(Records of labeled points)
>>>

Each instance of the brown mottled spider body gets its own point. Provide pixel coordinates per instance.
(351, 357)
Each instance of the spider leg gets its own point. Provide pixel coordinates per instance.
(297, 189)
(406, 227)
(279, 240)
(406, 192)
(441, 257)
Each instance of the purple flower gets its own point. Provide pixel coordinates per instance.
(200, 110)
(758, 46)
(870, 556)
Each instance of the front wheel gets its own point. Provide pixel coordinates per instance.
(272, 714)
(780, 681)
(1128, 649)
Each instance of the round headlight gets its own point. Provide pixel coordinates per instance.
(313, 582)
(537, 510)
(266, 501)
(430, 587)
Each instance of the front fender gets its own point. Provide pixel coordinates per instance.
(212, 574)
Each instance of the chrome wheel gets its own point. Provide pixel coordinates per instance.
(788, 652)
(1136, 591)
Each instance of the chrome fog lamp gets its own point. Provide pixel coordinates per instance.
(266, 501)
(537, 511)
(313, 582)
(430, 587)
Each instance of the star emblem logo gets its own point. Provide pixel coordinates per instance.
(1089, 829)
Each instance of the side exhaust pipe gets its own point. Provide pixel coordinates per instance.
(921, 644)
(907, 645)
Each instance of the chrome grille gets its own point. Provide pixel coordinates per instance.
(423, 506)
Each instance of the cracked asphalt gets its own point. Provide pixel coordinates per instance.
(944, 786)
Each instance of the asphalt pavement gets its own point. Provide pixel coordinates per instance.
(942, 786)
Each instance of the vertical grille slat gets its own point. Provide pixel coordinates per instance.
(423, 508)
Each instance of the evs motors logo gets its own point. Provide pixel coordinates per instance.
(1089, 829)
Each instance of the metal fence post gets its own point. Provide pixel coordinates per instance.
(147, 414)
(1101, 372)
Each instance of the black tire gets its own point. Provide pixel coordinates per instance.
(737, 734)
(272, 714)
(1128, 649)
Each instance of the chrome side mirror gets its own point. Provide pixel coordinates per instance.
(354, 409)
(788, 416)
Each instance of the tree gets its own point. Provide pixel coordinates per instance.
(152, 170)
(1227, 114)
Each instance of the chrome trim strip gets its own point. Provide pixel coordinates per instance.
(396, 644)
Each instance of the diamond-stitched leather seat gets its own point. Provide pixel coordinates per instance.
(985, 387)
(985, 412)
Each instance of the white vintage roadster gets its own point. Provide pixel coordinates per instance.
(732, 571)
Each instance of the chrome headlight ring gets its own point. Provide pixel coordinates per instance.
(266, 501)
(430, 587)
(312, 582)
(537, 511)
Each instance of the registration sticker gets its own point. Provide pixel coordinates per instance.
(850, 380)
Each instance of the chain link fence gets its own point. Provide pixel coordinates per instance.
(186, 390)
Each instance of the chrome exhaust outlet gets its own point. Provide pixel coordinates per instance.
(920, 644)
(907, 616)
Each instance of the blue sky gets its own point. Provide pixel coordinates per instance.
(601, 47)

<<<

*WHAT TO WORK ON*
Copy the entries from the start of the records through the line holding "(1136, 591)", inclusive, with the requests included. Shift every coordinate in the answers by adding 76 to each number.

*SOLUTION*
Each instance of the brown mottled spider body gets its own point. Provide pixel coordinates per instance.
(427, 433)
Each instance of the spider leg gets its own point. Provide pixel coordinates per instance.
(373, 265)
(482, 303)
(355, 316)
(482, 268)
(517, 333)
Each instance of the purple flower gets its own point. Provide pixel coordinates per instance.
(276, 186)
(834, 122)
(946, 632)
Each instance of the front wheel gets its own point. Provide pixel coordinates per instance.
(348, 790)
(856, 757)
(1204, 725)
Each instance of the round headlight gets its own point. Provide pixel coordinates per instance.
(389, 658)
(613, 586)
(342, 577)
(506, 663)
Each instance of the front fender gets its own point. Provide pixel coordinates per instance.
(288, 650)
Each instance of the chrome wheel gets its own point. Provide pixel coordinates per instance.
(864, 728)
(1212, 667)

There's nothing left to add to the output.